··· Selected text ···
It’s a new year! Time to set lofty goals, unrealistic resolutions, and try new routines that are completely uncharacteristic of our style and personality! Or is that just me?
Let’s be honest, as parents, sometimes we just need to shake things up a bit to figure out what works best for our families. And what better time than the start of a new year?
For us, it was time to figure out a way that our two older boys, ages 8 and 6, could become more productive members of the family while getting them to try new things. I also was sick of paying for all their junk…I mean, toys. I needed a method for them to earn a small allowance so they could start learning to save up for things and spend ‘their own’ money. We implemented our ‘something new’ a few months ago, but here it is, a new year, and it’s still going strong: the chore chart!
I heard about this chore chart phenomenon from the Lazy Genius podcast episode #117: “How to Lazy Genius Kid Chores.” Here are the basics of the chart they discuss in the podcast:
- A white board with the names of the week at the top
- Under each day, daily chores are written (we do three a day, per child)
- At the bottom are magnets for each child that get moved for bad behavior
- Our boys don’t get any screen-time until they’ve finished their three chores
- At the end of the day, if their chores are complete AND they still have at least 1 magnet left, they earn a star for that day
- At the end of the week if they have all their stars, they earn $2 allowance each
- At the end of the month, if they earned their allowance each week, they get a bonus $2
This chore chart has been a game changer for our family! And I wouldn’t be raving about it unless it has really worked for us. I admit, I was skeptical at first. I spent a lot of time brainstorming how this was going to work. Here were a few things that I was concerned about:
1. I didn’t want our boys doing things that are normally expected of them as ‘chores’
For instance, if I randomly asked them to walk the dog, or help clean-up from dinner, they started asking if that was something on their chore chart. But now they know the difference between a ‘chore chart’ task and just being a ‘helpful member of this family’ task.
···
Requests:
A - Summarize the chore chart post in two sentences.
B - In the chore chart post, which podcast episode introduced the writer to the chore chart?
C - Echo the chore chart post word for word, from "I heard about" to "day, per child)".
··· Entries provided ···
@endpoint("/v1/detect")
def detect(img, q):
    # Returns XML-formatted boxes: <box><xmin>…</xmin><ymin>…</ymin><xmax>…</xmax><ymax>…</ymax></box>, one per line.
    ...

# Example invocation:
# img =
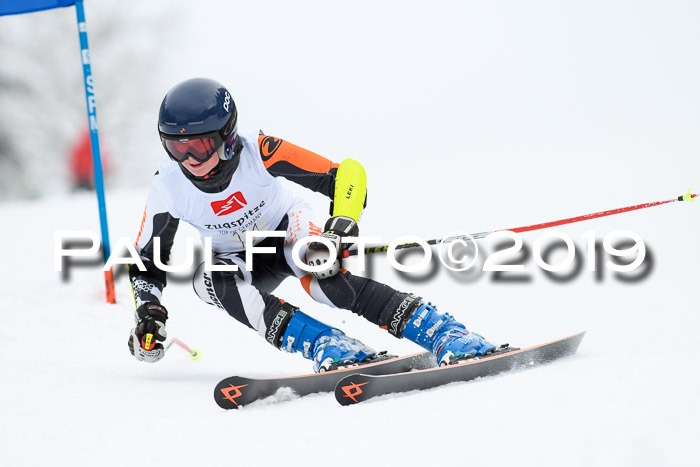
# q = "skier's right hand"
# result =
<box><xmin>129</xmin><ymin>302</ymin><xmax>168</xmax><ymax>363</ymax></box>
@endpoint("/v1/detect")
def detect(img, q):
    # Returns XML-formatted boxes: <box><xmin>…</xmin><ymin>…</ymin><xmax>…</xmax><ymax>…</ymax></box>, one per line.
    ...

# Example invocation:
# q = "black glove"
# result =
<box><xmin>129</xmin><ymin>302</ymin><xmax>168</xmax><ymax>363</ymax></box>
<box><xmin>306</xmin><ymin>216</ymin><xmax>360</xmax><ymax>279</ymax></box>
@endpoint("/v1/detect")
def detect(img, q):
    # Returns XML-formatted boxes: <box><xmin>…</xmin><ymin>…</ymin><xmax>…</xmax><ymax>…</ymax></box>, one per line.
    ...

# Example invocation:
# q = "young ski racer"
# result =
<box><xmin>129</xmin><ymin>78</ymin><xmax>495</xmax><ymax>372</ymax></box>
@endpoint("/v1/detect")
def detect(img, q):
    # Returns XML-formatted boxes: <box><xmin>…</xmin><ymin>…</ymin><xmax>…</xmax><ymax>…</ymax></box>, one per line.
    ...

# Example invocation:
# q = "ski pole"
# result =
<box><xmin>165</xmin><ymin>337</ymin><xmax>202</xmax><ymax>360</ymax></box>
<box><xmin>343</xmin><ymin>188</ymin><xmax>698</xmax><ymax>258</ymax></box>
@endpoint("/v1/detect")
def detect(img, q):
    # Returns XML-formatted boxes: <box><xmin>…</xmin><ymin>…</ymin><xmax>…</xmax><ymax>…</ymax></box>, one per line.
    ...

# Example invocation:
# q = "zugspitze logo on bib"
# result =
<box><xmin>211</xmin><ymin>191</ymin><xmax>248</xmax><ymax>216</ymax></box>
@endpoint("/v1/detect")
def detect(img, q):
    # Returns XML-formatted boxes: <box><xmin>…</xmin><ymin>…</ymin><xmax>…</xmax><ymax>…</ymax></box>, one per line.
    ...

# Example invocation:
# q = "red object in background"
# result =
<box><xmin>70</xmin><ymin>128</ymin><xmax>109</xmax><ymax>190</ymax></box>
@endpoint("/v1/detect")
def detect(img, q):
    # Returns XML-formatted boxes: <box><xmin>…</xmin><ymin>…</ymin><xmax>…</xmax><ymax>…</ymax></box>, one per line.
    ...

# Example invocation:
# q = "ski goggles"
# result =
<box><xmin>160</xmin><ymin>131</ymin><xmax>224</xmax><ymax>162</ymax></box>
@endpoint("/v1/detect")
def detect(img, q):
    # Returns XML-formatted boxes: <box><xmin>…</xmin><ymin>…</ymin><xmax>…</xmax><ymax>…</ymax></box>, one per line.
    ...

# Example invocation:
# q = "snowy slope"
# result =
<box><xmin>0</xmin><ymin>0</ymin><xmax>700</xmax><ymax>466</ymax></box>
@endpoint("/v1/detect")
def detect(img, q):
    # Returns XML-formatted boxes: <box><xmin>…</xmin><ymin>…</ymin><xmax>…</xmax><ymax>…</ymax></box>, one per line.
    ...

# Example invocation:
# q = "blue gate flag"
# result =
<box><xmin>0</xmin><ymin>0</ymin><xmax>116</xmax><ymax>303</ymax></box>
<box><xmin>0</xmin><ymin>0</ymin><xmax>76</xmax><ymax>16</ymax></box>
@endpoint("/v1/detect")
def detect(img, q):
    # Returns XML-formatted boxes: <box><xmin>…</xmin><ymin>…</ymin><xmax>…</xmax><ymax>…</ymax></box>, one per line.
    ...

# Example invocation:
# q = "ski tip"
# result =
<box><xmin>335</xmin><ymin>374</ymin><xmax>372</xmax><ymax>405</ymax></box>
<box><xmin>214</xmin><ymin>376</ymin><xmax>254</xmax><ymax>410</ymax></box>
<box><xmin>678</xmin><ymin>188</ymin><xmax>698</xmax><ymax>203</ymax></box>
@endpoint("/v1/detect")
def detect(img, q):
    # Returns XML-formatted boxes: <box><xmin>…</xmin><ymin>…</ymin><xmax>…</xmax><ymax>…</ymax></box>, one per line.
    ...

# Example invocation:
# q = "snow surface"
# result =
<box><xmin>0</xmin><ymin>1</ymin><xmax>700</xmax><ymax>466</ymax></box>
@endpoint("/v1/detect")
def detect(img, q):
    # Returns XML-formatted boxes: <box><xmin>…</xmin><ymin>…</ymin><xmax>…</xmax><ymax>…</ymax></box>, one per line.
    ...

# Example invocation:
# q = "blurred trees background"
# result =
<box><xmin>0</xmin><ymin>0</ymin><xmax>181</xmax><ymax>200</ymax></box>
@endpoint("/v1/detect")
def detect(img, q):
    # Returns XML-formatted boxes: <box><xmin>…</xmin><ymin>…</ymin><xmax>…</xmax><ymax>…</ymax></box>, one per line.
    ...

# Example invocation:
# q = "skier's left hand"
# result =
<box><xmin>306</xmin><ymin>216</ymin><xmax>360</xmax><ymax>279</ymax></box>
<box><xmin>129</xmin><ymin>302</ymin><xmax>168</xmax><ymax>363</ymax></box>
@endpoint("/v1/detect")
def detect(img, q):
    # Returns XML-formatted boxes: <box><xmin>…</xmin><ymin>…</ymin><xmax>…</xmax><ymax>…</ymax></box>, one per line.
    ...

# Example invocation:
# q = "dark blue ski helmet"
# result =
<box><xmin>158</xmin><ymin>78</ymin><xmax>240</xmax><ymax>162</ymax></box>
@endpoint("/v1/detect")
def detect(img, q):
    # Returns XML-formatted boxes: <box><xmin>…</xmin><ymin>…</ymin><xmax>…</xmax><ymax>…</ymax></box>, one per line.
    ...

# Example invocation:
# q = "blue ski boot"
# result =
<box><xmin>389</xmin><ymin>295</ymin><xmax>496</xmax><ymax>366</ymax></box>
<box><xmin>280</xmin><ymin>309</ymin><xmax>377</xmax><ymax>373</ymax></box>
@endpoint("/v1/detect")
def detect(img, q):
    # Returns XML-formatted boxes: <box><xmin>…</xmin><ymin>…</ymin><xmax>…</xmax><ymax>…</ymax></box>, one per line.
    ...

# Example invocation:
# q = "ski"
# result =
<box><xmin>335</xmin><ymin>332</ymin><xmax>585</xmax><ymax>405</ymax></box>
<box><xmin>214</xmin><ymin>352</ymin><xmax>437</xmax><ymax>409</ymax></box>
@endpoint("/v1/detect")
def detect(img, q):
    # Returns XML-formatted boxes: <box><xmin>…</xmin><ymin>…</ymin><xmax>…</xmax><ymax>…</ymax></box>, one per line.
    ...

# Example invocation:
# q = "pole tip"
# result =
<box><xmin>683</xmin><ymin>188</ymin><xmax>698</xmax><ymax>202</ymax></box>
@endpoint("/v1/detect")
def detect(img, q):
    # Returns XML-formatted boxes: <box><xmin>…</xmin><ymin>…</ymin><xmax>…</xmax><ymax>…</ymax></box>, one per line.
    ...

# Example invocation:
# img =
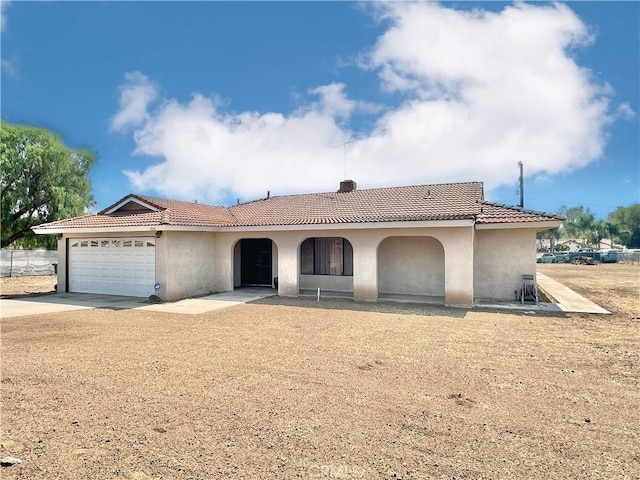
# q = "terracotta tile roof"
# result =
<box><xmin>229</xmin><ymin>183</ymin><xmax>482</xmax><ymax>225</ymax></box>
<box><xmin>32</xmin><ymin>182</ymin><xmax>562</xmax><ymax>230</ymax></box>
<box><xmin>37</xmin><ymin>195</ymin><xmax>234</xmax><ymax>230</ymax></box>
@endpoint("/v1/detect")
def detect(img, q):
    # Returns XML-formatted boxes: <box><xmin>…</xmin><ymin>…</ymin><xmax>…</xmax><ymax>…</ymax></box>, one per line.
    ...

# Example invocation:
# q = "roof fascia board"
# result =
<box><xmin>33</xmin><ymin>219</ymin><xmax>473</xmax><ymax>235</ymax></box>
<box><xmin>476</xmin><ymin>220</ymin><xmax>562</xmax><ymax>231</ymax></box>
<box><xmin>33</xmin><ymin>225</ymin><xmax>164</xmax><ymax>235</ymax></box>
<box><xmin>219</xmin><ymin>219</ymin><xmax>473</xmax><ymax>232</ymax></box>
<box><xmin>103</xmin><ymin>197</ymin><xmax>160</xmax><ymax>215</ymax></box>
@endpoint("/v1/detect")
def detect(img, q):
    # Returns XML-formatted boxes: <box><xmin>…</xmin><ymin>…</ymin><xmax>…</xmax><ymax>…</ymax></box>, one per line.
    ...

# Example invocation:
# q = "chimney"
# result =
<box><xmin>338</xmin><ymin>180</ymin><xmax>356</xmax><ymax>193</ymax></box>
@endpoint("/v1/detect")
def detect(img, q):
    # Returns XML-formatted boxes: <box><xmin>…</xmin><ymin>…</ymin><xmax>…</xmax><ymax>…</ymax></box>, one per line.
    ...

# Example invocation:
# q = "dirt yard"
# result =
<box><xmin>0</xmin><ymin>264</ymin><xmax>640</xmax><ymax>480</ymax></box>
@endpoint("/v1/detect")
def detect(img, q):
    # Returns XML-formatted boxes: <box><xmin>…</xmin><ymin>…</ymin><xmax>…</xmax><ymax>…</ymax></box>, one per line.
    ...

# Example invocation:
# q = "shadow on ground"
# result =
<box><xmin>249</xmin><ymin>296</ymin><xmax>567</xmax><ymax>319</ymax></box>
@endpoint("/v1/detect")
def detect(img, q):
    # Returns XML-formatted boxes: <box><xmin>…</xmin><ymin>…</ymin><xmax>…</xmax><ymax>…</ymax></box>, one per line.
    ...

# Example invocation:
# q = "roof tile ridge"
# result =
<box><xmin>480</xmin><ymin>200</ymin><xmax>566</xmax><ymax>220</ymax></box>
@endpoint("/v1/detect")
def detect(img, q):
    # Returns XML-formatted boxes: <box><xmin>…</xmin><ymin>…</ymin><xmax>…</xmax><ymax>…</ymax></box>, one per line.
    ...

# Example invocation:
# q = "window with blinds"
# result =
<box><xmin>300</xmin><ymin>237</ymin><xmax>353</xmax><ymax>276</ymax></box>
···
Response list:
A - To make their two older boys, ages 8 and 6, more productive and to let them earn a small allowance, the writer's family started a chore chart a few months ago, based on an episode of the Lazy Genius podcast. Each boy does three chores a day before getting any screen-time, earns a star for the day by finishing them with at least one magnet left, and receives $2 for a week of stars, plus a $2 bonus for earning the allowance every week of the month.

B - Episode #117 of the Lazy Genius podcast, "How to Lazy Genius Kid Chores."

C -
I heard about this chore chart phenomenon from the Lazy Genius podcast episode #117: “How to Lazy Genius Kid Chores.” Here are the basics of the chart they discuss in the podcast:
- A white board with the names of the week at the top
- Under each day, daily chores are written (we do three a day, per child)